## [Given passage]
[Start of section]

My healthiest honey bee colony, one that was always full of mean bees but has been playing extremely nice so far this year, is back to being mean. Any slight vibration on the hive and the bees come pouring out. I’m not sure what reactivated the mean gene, but these bees are definitely not playing nice anymore.Things that may have triggered the mean gene (and I’m just making this up):
1) I used smoke on them five days ago for the first time this year. Not much smoke, but I had my smoker on stand by and the bees definitely got a whiff of it. 99% of the time, I use spray mist or nothing at all on my bees. Perhaps smoke, which they haven’t tasted since sometime last year, increased the alarm level of the entire colony and once that bell is wrung, it can’t be unwrung. I don’t think that’s it, but it seems possible.
2) The bees are beginning to make honey and are defending that honey. I’ve had a medium honey super with drawn comb in place for about three weeks. They ignored it until the past few days. There’s a fair number of bees clustering inside the honey super all the time now and there’s always guard bees blocking the top entrance. Maybe. But the bees don’t usually defend the honey until they have a fair bit already stored up.
3) Bad weather. It was at least 18°C (64°F) on May 24th and the bees were loving it. It’s been cold and crappy ever since, well below 10°C (50°f) most days. The cloudy, damp days rub them the wrong way. I have my doubts about that, too, but most beekeepers avoid opening their hives on cloudy days precisely for that reason, so… maybe.
4) The cold weather attracted a mouse into the warm hive and there’s a mouse living at the bottom of the hive. The bees are stressed by it. Although I’ve seen that happen in the fall and winter, I don’t think that’s happening now.
5) The queen is injured or dead. I doubt that the most because she seemed alive and well when I inspected the hive five days ago.
6) I’ve been bothering the bees too much and I’ve put them on a constant state of alert. Possibly, but I doubt that too. I used to leave these bees alone for months and they were never happy no matter how much I ignored them. This bad mood is business as usual.
7) Small colonies, even with the mean gene, are easy to handle, but once they reach a certain critical mass, there’s always at least a few easily alarmed bees hanging around ruining it for everybody, lighting off their alarm pheromones like fireworks inside the hive. Greater numbers create a greater chance of easily alarmed bees getting in the mix. Statically, it has to happen at a certain point. Perhaps this colony reached that critical mass a few days ago. Which might also explain why the honey super has been filling with bees.
8) A nectar dearth. There isn’t an actual nectar dearth, but perhaps being stuck in the hive because of cold weather for more than two weeks has created the conditions of a nectar dearth inside the hive. The bees aren’t robbing other hives like they sometimes do during a dearth (because it’s too cold to go outside), but maybe it’s dearthy enough to agitate them. They’re hungry. Hmm… Maybe I should give them some honey in a jar feeder… I think I might.
The bottom line is I don’t know. But I plan to requeen this colony with a well mated queen as soon as possible.
I know some people claim that the bees become more defensive in the early spring. In my experience, the opposite is true. Without a doubt, the bees are more docile and friendly during the early spring, especially when they’re bringing in the first pollen of the year. The bees are usually mean in the fall after the nectar stops coming in and they have a hive full of honey to defend (if they’re defensive at all, though most don’t seem to go down that road). But bees that are mean, switch to being nice in the early spring and then go back to being mean? I suppose it makes sense. They’ve got the mean gene and that’s all there is to it. Requeen ASAP. What else can you do?

[End of section]

Photo-based referring expression data:
[Start of section]

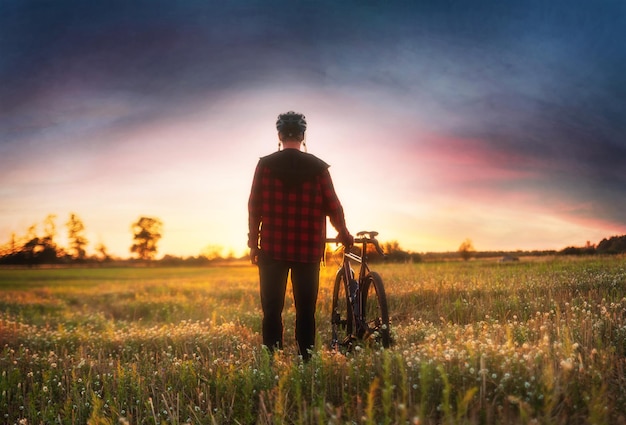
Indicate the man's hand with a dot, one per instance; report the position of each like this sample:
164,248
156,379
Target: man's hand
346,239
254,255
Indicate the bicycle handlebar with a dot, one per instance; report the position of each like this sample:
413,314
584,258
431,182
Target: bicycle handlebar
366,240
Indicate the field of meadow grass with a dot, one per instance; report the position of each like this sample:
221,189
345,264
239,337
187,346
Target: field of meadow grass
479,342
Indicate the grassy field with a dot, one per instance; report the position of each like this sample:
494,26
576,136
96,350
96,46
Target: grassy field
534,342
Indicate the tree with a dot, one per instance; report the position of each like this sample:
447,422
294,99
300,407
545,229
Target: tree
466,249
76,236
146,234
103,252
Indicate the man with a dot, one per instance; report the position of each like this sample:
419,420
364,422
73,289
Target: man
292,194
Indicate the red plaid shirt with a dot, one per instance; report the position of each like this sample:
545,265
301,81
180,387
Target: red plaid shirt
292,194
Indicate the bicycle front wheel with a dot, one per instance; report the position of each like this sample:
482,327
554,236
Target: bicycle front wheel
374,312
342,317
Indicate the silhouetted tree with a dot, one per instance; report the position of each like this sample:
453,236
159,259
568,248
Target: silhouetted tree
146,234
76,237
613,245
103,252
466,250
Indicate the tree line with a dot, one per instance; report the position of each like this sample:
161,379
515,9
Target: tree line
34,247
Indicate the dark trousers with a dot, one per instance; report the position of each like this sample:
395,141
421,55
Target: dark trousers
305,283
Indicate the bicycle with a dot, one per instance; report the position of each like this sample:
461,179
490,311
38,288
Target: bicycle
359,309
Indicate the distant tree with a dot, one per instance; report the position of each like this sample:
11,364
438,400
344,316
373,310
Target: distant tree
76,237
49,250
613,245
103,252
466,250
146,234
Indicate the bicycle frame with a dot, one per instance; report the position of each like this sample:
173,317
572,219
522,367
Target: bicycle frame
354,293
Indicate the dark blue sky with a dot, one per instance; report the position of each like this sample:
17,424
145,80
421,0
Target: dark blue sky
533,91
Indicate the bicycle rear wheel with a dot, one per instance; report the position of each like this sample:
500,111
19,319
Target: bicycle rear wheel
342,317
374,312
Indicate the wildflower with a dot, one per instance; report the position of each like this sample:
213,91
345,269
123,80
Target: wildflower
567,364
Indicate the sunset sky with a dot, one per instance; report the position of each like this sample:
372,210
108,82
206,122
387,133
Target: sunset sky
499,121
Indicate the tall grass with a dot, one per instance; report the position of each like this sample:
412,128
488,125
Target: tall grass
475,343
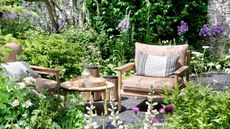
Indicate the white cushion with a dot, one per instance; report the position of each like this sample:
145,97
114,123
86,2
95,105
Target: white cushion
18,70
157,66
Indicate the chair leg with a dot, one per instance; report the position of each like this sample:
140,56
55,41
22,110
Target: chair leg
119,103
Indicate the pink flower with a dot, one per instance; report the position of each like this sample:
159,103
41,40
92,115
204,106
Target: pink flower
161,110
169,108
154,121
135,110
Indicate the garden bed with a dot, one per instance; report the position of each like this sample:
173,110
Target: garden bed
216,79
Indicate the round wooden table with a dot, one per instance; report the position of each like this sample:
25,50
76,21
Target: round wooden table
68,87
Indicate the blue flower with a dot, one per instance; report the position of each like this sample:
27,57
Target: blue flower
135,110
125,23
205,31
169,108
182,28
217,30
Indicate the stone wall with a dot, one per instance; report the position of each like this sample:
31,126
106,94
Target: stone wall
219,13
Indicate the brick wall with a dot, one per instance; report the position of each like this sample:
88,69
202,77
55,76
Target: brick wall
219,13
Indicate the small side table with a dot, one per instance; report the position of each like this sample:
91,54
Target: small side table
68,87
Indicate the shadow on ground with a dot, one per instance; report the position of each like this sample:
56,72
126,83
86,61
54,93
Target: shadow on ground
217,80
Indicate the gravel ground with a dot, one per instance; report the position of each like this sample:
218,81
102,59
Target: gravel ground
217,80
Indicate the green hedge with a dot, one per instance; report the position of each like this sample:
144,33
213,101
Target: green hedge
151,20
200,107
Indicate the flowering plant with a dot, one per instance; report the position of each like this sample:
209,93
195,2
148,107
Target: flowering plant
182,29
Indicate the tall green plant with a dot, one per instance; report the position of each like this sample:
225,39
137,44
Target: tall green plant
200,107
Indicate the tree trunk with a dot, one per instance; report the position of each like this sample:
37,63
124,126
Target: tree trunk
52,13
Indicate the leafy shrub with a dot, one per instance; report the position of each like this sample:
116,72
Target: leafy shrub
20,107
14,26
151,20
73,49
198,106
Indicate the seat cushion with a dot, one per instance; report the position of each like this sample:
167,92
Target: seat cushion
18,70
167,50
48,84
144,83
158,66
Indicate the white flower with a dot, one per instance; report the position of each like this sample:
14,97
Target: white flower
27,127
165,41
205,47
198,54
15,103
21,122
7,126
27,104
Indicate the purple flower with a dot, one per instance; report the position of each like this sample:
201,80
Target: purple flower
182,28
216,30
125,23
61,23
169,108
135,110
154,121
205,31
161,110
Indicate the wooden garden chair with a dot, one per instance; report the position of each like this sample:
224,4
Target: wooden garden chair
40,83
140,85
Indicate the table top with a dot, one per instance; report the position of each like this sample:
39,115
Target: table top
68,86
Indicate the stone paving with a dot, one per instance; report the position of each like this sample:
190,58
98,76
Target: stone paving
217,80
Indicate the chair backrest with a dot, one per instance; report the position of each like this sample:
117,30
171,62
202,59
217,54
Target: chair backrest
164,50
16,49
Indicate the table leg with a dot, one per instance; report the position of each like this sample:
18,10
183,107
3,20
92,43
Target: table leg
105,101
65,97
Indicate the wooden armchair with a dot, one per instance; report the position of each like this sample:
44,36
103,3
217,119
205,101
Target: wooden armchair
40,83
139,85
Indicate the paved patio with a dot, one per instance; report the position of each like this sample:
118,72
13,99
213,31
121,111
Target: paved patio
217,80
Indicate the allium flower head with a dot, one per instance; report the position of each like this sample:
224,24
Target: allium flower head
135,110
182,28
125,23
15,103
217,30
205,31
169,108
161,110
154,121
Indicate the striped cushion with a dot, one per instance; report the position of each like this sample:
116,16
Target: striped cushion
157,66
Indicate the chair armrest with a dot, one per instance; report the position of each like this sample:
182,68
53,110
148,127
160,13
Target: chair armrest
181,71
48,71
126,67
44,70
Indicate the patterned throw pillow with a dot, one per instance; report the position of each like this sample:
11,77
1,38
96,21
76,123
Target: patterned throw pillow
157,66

[End of section]

## [To do]
**A)** Summarize the bee colony post in two sentences.
**B)** Transcribe the part of the bee colony post starting with "8) A nectar" and going on through "soon as possible.".

## [Responses to the tasks]
**A)** A honey bee colony that was always mean but had been calm so far this year has turned defensive again, with bees pouring out at any slight vibration on the hive. The possible triggers listed include smoke, defense of new honey, cold and damp weather, a mouse, a hurt or dead queen, too much disturbance, the colony reaching a critical mass, and dearth-like conditions inside the hive; the cause remains unknown, and the plan is to requeen the colony with a well mated queen as soon as possible.

**B)**
8) A nectar dearth. There isn’t an actual nectar dearth, but perhaps being stuck in the hive because of cold weather for more than two weeks has created the conditions of a nectar dearth inside the hive. The bees aren’t robbing other hives like they sometimes do during a dearth (because it’s too cold to go outside), but maybe it’s dearthy enough to agitate them. They’re hungry. Hmm… Maybe I should give them some honey in a jar feeder… I think I might.
The bottom line is I don’t know. But I plan to requeen this colony with a well mated queen as soon as possible.